▶ Aim
Write out the listing exactly, from its opening line through the line that contains "212 L 23 218", with both of those lines included.

▶ Data section
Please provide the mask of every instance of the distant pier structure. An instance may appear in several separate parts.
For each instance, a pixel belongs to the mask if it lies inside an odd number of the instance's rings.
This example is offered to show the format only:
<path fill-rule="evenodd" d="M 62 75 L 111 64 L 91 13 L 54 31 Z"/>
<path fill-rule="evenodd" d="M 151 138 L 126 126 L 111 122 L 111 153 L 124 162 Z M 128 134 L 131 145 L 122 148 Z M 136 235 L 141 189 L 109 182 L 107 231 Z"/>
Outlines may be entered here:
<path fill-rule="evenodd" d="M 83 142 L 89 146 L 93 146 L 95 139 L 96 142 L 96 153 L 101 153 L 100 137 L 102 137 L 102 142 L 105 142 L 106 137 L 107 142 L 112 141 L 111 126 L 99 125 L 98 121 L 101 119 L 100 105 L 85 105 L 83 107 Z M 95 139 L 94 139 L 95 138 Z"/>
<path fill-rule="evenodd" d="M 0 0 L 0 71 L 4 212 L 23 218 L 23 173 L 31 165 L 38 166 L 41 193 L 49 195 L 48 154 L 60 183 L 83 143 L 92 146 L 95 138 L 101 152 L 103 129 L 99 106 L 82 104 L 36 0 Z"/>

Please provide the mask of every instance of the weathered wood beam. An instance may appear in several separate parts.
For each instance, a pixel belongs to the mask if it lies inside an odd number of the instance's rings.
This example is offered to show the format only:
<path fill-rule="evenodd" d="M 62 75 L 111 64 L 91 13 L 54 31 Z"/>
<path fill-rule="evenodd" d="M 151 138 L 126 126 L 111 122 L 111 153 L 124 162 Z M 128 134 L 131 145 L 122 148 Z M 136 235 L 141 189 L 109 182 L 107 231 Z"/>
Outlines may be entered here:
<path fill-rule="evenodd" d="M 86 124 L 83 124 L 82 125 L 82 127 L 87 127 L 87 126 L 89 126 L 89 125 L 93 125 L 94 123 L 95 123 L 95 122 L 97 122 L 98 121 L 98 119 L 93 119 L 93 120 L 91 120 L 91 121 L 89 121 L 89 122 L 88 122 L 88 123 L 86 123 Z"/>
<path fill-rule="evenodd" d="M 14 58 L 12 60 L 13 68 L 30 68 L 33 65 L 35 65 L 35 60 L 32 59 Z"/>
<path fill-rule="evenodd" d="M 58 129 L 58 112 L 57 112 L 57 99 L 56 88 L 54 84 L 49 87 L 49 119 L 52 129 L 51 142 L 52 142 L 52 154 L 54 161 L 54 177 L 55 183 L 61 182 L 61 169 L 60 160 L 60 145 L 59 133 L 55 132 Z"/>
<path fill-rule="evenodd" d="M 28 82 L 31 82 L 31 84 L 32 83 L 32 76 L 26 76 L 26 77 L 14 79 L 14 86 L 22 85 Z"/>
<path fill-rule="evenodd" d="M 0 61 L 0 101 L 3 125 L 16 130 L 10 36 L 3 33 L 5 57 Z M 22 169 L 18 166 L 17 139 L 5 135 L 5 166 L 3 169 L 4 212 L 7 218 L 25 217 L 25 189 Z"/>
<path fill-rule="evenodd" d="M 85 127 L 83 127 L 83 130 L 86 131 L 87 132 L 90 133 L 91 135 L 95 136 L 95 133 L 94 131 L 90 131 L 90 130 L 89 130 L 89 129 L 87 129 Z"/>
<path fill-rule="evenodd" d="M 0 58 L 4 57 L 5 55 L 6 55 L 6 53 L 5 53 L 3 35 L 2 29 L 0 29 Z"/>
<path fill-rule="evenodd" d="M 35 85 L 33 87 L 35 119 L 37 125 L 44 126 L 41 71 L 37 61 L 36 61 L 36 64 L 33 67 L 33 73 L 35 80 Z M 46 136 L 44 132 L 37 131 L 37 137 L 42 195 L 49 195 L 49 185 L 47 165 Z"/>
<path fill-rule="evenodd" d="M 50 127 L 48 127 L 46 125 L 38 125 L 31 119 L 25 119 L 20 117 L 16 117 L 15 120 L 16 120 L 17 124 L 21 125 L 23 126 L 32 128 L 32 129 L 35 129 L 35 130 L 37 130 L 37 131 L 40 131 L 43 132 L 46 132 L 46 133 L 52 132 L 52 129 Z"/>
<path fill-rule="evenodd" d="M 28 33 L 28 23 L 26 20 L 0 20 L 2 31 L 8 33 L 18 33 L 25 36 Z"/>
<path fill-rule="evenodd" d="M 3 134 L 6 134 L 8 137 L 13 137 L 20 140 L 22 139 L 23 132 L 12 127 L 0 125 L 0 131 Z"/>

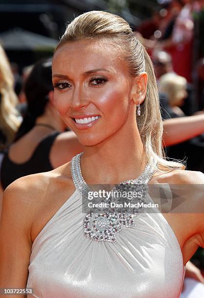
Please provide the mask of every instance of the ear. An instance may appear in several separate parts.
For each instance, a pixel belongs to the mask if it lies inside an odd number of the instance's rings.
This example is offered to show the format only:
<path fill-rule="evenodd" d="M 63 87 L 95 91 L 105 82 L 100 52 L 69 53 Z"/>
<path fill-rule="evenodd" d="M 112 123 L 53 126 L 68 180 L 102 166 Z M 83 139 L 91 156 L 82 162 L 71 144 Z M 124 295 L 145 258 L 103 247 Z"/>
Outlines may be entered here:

▶ In response
Please provide the mask of every instance of the distant pier structure. An instance may appear in several separate parts.
For each instance, a pixel belongs to the mask if it lies inside an odd number of the instance's rings.
This example is offered to show the format only:
<path fill-rule="evenodd" d="M 62 75 L 111 64 L 91 13 L 54 31 Z"/>
<path fill-rule="evenodd" d="M 151 138 L 126 126 L 111 122 L 111 153 L 124 162 Z M 128 134 L 131 145 L 122 148 Z M 136 235 L 141 189 L 109 182 L 107 231 Z"/>
Outlines may be entered here:
<path fill-rule="evenodd" d="M 83 142 L 89 146 L 93 146 L 95 139 L 96 142 L 96 153 L 101 153 L 100 137 L 102 137 L 102 142 L 105 142 L 106 137 L 107 142 L 112 141 L 111 126 L 99 125 L 98 121 L 101 119 L 100 105 L 85 105 L 83 107 Z M 95 139 L 94 139 L 95 138 Z"/>
<path fill-rule="evenodd" d="M 0 0 L 0 71 L 4 212 L 23 218 L 23 173 L 31 165 L 38 166 L 41 193 L 49 195 L 48 154 L 60 183 L 83 143 L 92 146 L 95 138 L 101 152 L 103 129 L 99 106 L 82 104 L 36 0 Z"/>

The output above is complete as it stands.